Locate each line of the data below that contains the string "black", treating uppercase and lowercase as different, and copy those lines.

START

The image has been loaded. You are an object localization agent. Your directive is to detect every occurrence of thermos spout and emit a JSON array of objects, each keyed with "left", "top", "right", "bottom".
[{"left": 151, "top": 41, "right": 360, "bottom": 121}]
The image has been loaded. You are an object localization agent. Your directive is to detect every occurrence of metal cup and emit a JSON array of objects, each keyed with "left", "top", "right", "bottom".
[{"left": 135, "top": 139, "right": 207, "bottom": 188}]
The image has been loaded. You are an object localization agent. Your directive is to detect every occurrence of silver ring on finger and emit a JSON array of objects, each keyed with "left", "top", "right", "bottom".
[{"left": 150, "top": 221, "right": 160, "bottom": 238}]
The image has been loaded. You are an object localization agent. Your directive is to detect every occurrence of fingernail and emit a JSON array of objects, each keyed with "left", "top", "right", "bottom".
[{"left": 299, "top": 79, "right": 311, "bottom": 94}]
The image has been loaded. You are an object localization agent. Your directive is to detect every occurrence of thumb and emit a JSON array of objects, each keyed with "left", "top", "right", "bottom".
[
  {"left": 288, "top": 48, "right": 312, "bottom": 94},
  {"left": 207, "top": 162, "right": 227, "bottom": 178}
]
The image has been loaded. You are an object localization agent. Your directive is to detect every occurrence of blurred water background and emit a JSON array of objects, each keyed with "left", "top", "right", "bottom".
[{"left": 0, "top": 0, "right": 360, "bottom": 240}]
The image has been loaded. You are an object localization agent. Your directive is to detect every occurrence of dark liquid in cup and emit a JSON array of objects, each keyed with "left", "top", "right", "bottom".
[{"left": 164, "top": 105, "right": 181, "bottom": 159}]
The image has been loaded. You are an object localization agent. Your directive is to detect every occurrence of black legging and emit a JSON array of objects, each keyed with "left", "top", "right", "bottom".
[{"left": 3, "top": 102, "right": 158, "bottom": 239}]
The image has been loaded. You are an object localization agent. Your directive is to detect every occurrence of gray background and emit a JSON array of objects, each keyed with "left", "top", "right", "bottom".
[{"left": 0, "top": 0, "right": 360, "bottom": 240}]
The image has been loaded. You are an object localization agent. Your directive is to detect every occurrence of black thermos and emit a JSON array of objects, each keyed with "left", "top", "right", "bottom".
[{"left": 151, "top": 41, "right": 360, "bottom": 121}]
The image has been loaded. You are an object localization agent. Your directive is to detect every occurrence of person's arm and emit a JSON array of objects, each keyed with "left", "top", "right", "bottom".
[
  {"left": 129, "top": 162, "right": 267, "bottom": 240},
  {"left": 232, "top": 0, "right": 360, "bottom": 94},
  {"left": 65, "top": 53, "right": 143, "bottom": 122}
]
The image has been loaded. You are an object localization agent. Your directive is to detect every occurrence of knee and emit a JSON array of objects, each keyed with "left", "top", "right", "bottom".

END

### FINAL RESULT:
The image has been loaded. You are an object localization agent. Your directive is to detect every occurrence of black legging and emit a JSON array of objects, each keyed with "left", "top", "right", "bottom".
The image has been loaded. You are an object localization agent. Your directive is to detect every occurrence of black thermos and emit a JSON array of objects, each keyed with "left", "top", "right", "bottom".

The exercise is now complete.